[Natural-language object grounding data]
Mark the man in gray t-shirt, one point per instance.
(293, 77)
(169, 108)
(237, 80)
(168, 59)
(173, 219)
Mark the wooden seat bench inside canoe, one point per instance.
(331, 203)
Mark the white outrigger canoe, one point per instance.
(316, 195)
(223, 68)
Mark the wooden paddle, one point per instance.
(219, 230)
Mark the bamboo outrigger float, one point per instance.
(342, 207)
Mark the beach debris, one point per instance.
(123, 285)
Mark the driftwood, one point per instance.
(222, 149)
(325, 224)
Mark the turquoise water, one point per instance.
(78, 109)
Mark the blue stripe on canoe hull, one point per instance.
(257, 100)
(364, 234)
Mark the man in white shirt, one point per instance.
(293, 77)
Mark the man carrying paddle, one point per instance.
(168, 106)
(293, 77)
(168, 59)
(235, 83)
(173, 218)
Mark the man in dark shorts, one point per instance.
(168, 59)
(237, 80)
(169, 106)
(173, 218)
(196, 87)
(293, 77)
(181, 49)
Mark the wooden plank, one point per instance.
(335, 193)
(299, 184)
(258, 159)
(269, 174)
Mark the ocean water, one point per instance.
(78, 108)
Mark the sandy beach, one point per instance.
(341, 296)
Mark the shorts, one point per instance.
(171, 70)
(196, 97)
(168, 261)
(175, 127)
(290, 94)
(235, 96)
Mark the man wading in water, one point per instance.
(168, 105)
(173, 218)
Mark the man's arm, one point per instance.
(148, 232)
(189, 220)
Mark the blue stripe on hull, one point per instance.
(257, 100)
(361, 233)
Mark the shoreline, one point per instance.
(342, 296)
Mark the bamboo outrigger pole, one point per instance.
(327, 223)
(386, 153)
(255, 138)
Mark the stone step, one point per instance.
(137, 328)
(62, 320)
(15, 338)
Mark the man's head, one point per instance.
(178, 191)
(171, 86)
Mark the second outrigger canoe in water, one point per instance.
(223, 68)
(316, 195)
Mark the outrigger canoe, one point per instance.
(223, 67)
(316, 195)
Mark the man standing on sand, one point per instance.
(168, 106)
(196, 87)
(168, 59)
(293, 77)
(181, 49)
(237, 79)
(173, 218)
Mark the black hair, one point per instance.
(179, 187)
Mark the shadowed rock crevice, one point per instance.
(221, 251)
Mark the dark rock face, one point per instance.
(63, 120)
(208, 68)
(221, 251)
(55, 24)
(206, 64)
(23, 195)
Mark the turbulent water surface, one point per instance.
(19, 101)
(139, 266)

_Exercise_. In the records above, find the line containing "Mark the outrigger" and print it and every later line exactly, through the last one.

_Exercise response_.
Mark the outrigger canoe, one point per instance.
(223, 67)
(316, 195)
Mark the man standing on sand, one point per instance.
(168, 106)
(196, 87)
(168, 59)
(293, 77)
(181, 49)
(237, 79)
(173, 218)
Mark the black hair, one point per instance.
(179, 187)
Mark the shadowed rock crevice, one point per instance.
(221, 251)
Mark the dark rock face, one point per instance.
(63, 120)
(208, 68)
(221, 251)
(55, 24)
(206, 64)
(23, 195)
Mark the turbulent water surface, one point per instance.
(19, 101)
(139, 266)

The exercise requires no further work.